For fans of premium tobacco, a kaleidoscope of cigar wrapper colors, shapes (aka vitolas), strengths, and cigar flavor profile options are just a quick puff away.
In contrast, the individual packaging portion of premium cigar blend shopping is not nearly as diverse, with a core three options being the norm: cellophane-wrapped, tubed (aka tubos), and completely unprotected.
So which of these three cigar packaging methods is best? Or does each offer its own perks and pitfalls?
In a world where aging a premium cigar blend or a particular cigar type in a calibrated humidor matters to most tobacco enthusiasts, the individually packaged portion of the puzzle is not a common consideration.
Well fellow intrepid cigar smoking sidekick, today is your lucky day. For we are about to delve deep into this often unspoken cigar storage topic. For each method listed below does pack unique pros and cons, and here at Case Elegance and Klaro Cigars, we like to share these types of nerdy tobacco insights.
Cellophane Wrapped Cigars
Love it, hate it, or remain indifferent about it, there’s no denying the significance that cellophane plays in our daily lives. After over a century of use, this transparent, ultra-thin barrier is one of the most widely utilized single-use products on the planet, including the encapsulation of cigars.
Traditionally formed from plant cellulose, cigar cellophane tubes are actually a naturally derived product, and can either be made to size at a cigar factory, or outsourced from a supplier. Cellophane not only shields a cigar wrapper from damage during packaging and handling, but it also serves as a form of humidity barrier, which in certain cases can slow the drying process to a crawl.
But just as it helps keep humidity in, so too does cellophane prevent moisture from reaching the tobacco inside. Over the years there have been countless tales of cellophane-wrapped cigars struggling to retain an adequate moisture level during prolonged humidor storage.
Tobacco Nerd Note: Here at Case Elegance and Klaro Cigars, we recommend removing the cellophane from a cigar if long-term aging is in the cards. That, or if you are unsure as to when you might firea cigar up and have to leave it for the right opportunity. This is one reason why certain cigar smokers hold onto their cellophane wrappers. For unless you have a humidor travel set handy or an extra cigar tube laying about, a transparent cellophane shield is the next best way to safely transport a loose smoke.
Cigar tubes–or tubos, as they are commonly referred to in the cigar biz–are one of the best forms of cigar preservation. But they come with their own caveats.
Commonly constructed from aluminum (and occasionally out of plastic or glass), cigar tubes prevent a broad array of blunt impact-oriented damage and cigar wrapper scuffing from occurring. But there’s way more to these stogie capsules than just structural integrity, which for the sake of transparency must be viewed both in a positive and negative light.
May it be constructed from glass, plastic, aluminum, wood, or the hollowed-out femur of a sworn enemy, cigar tubes keep sticky fingers and airborne contaminants alike the hell away from our precious tobacco.
Like a nefarious uncle testifying in front of the court during his third divorce hearing, cigar wrappers are notorious for cracking under pressure. Don’t be the guilty culprit. Give that premium cigar blend the protection it deserves, and stuff it inside some form of tubos prior to transit.
From a marketing standpoint, cigar tubes provide an outstanding promotional platform for tobacco products. Not only does a snazzy tubos attract the eye due to its standout physical presence, but it also serves as an brilliantly hued billboard.

# Data excerpts
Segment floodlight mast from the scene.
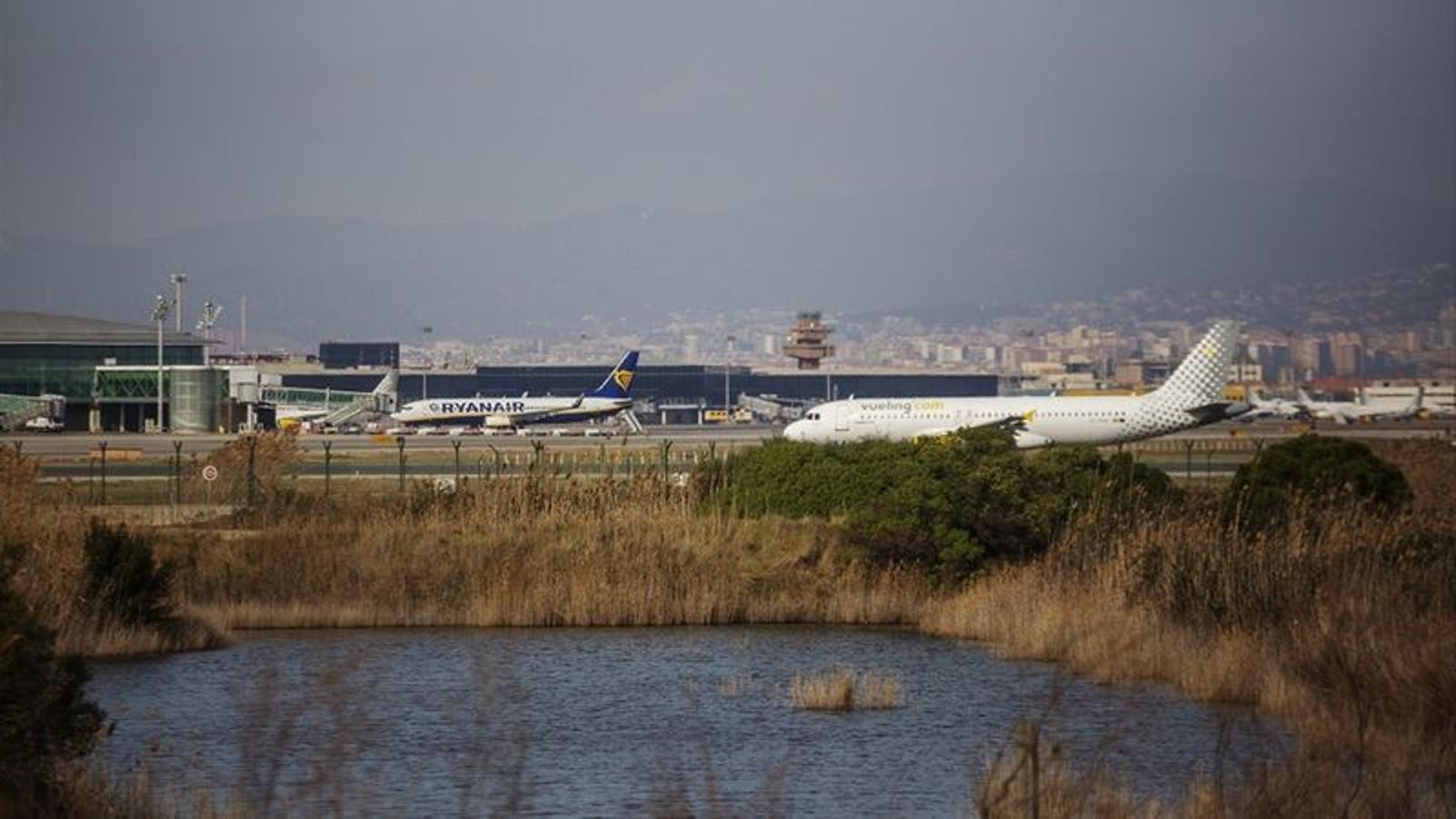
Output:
[197,301,223,368]
[172,272,187,332]
[151,294,168,433]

# Problem
Copy word for word the passage of the cigar packaging article starting at "Well fellow intrepid" and ending at "nerdy tobacco insights.". The rows have nothing to do with the cigar packaging article.

# Final result
Well fellow intrepid cigar smoking sidekick, today is your lucky day. For we are about to delve deep into this often unspoken cigar storage topic. For each method listed below does pack unique pros and cons, and here at Case Elegance and Klaro Cigars, we like to share these types of nerdy tobacco insights.